── Podane wpisy ──

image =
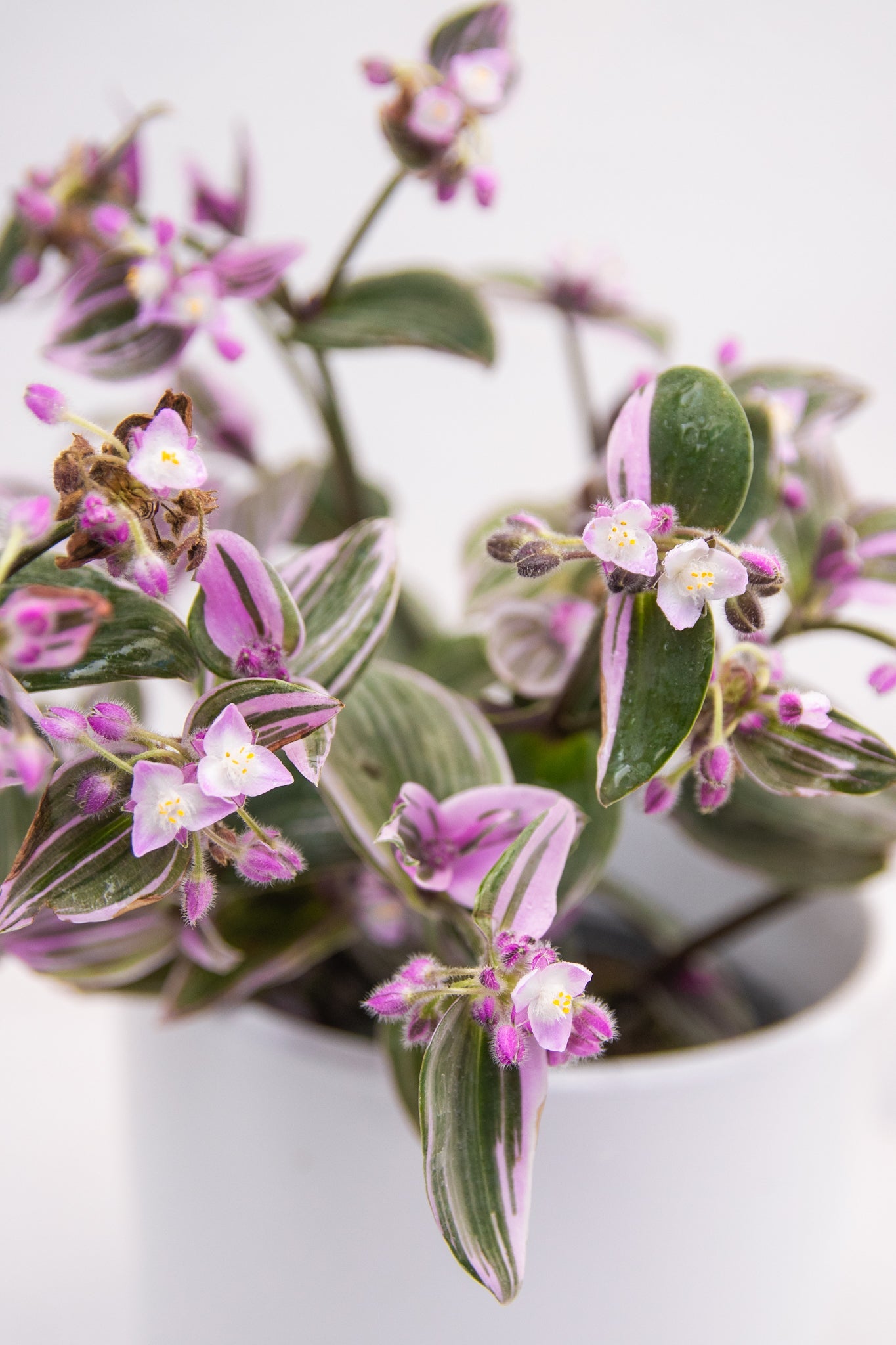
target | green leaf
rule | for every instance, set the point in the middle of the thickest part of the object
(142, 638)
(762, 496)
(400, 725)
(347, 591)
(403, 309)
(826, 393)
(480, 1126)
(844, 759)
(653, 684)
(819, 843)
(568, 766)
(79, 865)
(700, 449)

───

◆ Ćwiczenie:
Zmień we wpisach „green leaf” na „yellow leaf” i przepisz je w całości, resztę pozostawiając bez zmian. Obrazy pomiń w odpowiedzi.

◆ Odpowiedź:
image =
target | yellow leaf
rule | for every instance, set the point in the middle of the thickest part of the object
(142, 638)
(762, 496)
(400, 725)
(347, 591)
(403, 309)
(826, 393)
(480, 1126)
(844, 759)
(653, 684)
(819, 843)
(568, 766)
(79, 865)
(700, 449)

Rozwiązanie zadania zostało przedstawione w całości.